TRECHO FORNECIDO >>
+---+

Claro, houve problemas. A eliminação algo inesperada na Copa da Holanda, para o Twente. Alguns resultados que inviabilizaram sonhar com o título holandês - perder do Vitesse em casa, perder do AZ, suportar uma virada do Ajax no Klassieker mesmo fazendo jogo duríssimo em Amsterdã. O grupo curto, que sucumbia a algumas lesões - o gol que o diga, com o israelense Ofir Marciano sendo promovido a titular por mais um problema de Justin Bijlow. Mas a Conference League, sonho que parecia distante, ia se formando. A primeira posição na fase de grupos; a eliminação com autoridade diante do Partizan sérvio nas oitavas de final, vencendo em Belgrado e Roterdã; o reencontro emocionante com o Slavia Praga nas quartas, superando a decepção da ida (empate em De Kuip, 3 a 3 sofrido no último lance do jogo) com um 3 a 1 categórico em Praga; e a afirmação definitiva, nestas semifinais contra o Olympique de Marselha, mais esperto no ataque durante o 3 a 2 da ida, controlado na defesa no empate sem gols da volta.

O fracasso da Feyenoord City, por falta de dinheiro, indica que os problemas do Stadionclub seguem fora de campo (OMA/ANP)

+---+

DADOS REGISTRADOS >>
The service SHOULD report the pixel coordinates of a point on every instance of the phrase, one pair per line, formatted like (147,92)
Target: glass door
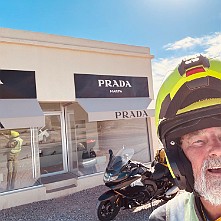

+---+

AÇÕES A REALIZAR >>
[1] No trecho sobre a campanha na Conference League, traduza para o inglês a frase "Mas a Conference League, sonho que parecia distante, ia se formando."
[2] Retome o texto sobre a campanha na Conference League logo depois da última frase apresentada.

RESULTADOS POR TAREFA >>
[1] But the Conference League, a dream that seemed distant, was taking shape.

[2]
A temporada não acabou, lembraram nomes como Malacia e Til após a comemoração em Marselha. O Feyenoord quer surpreender a favorita Roma na final da Conference League. Há ainda a possibilidade de ser o "fiel da balança" no Campeonato Holandês, pegando o PSV no clássico da próxima rodada - e podendo decidir a terceira posição contra o Twente, no jogo direto da última rodada. E não é porque o espírito dentro de campo está renovado que a situação está resolvida fora: o Feyenoord segue com pouquíssima renda em caixa, segue com discordâncias fortes entre torcida e diretoria (a saída do diretor geral Mark Koevermans no meio da temporada, após ameaças de adeptos, é um exemplo), e sequer pode sonhar com voos mais altos. Basta lembrar o projeto ambicioso da Feyenoord City, complexo esportivo/estádio que seria construído à beira do rio Maas, abandonado pela falta de dinheiro - e pelo apego da torcida a De Kuip, um templo defasado.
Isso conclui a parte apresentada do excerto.